Thanks for the comments @nagisa and @bowenwang1996

I agree that it is important to have a clear vision on how this NEP and #480 align with each other. I just had a call with @encody where we discussed this. He has posted more detailed notes above, but here is my high level summary.

We will consider Account Namespaces to be a logical prerequisite for Synchronous execution (I say "logical" because we could work on getting the implementations done in parallel). Therefore this NEP will be an extension of the previous one. The additional functionality this NEP adds is to allow specifying another field in the DeployContract action which marks the namespace being deployed as being synchronous-only (by default all namespaces will be asynchronous). Synchronous-only namespaces differ from asynchronous ones in the ways that the "submodules" of the currently proposal differ from normal contracts (cannot be invoked by FunctionCall actions, have access to a limited set of host functions, etc.).

There are still some details to work out, but we'll do that next week. I'll make another comment once we have finished updating this NEP to be an extension on top of #480.

@nagisa
Copy link
Contributor

nagisa commented Jun 5, 2023

I’m glad to hear positive news here. I do have a question though: what is the reason to add a flag for whether the contract is synchronous-vs-asynchronous to DeployContract? As far as I can tell this distinction would already be present implicitly: contracts meant to be called in a synchronous manner cannot import (pretty much) any host functions and are useless as asynchronously called contracts; and whenever synchronous contract gets called asynchronously they won't have anybody to communicate messages to (or yield) which I imagine would make them at least panic (but likely fail to link too…)

*Data entries*.
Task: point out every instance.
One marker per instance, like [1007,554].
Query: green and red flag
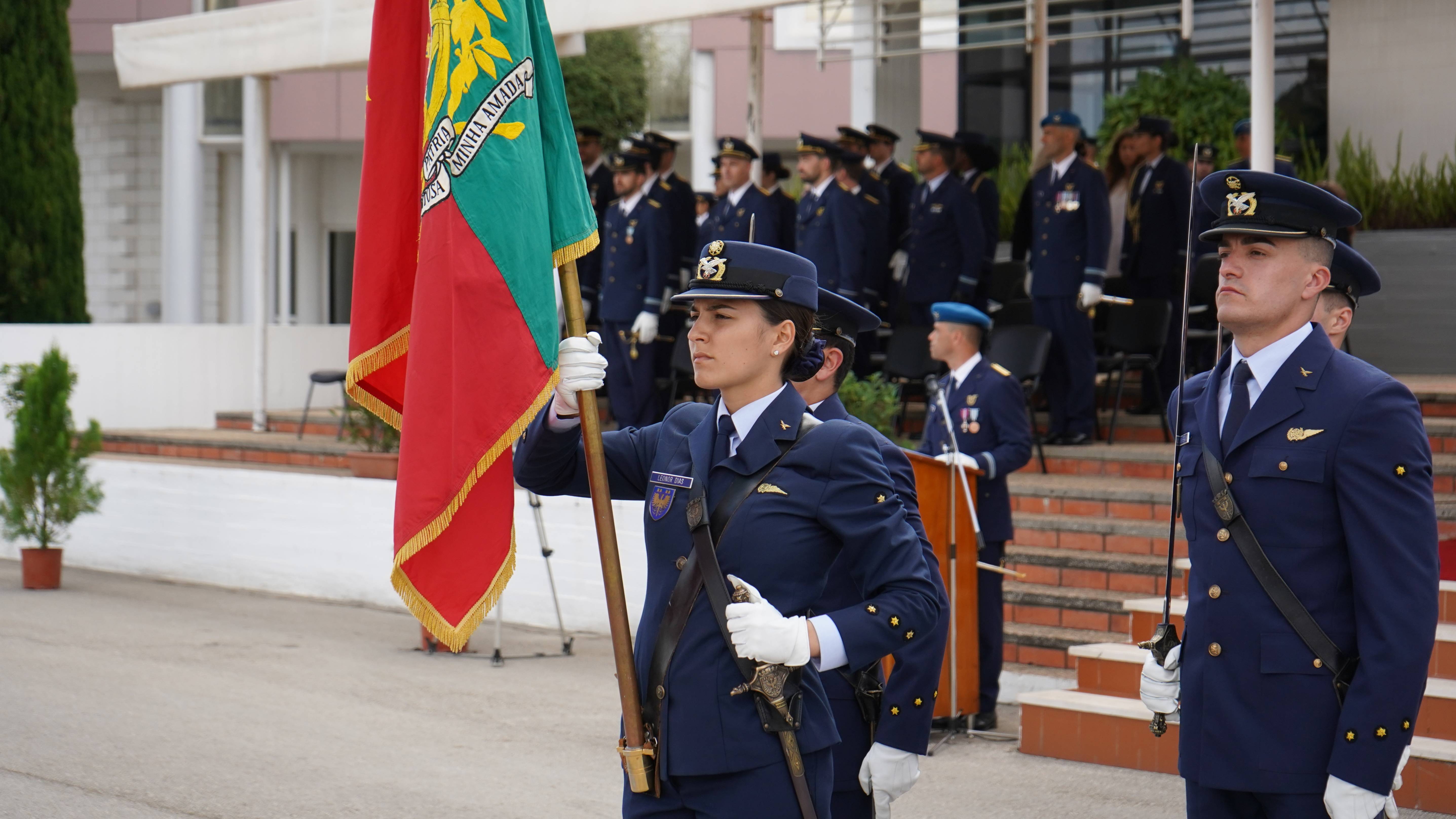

--

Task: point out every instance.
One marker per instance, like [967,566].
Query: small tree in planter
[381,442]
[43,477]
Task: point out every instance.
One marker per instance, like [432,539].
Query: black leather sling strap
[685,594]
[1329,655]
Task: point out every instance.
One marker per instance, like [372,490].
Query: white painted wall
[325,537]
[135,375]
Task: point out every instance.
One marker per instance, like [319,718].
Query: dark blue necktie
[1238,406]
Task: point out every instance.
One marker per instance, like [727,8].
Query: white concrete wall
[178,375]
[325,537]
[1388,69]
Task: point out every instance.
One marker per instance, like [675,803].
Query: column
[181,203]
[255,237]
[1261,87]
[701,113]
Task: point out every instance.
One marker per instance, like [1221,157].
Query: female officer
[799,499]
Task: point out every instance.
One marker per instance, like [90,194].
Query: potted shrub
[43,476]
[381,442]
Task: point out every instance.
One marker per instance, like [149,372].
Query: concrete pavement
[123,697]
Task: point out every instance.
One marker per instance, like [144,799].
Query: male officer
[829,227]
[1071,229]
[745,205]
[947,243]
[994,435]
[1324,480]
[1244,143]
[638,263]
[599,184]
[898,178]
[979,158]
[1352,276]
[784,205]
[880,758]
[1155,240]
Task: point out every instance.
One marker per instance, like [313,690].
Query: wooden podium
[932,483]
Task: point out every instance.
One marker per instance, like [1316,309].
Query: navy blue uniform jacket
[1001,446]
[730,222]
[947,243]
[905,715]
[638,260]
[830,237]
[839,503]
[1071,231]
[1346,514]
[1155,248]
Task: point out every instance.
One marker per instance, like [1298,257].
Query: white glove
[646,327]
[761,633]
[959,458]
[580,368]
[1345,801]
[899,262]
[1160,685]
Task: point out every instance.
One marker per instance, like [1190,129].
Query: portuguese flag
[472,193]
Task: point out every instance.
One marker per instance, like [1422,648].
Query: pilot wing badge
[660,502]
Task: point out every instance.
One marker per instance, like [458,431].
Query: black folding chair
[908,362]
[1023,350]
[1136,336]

*Task details*.
Extract the passage of the thread on synchronous execution from "There are still" to "to link too…)". The entries have no connection to the thread.

*Correct answer*.
There are still some details to work out, but we'll do that next week. I'll make another comment once we have finished updating this NEP to be an extension on top of #480.

@nagisa
Copy link
Contributor

nagisa commented Jun 5, 2023

I’m glad to hear positive news here. I do have a question though: what is the reason to add a flag for whether the contract is synchronous-vs-asynchronous to DeployContract? As far as I can tell this distinction would already be present implicitly: contracts meant to be called in a synchronous manner cannot import (pretty much) any host functions and are useless as asynchronously called contracts; and whenever synchronous contract gets called asynchronously they won't have anybody to communicate messages to (or yield) which I imagine would make them at least panic (but likely fail to link too…)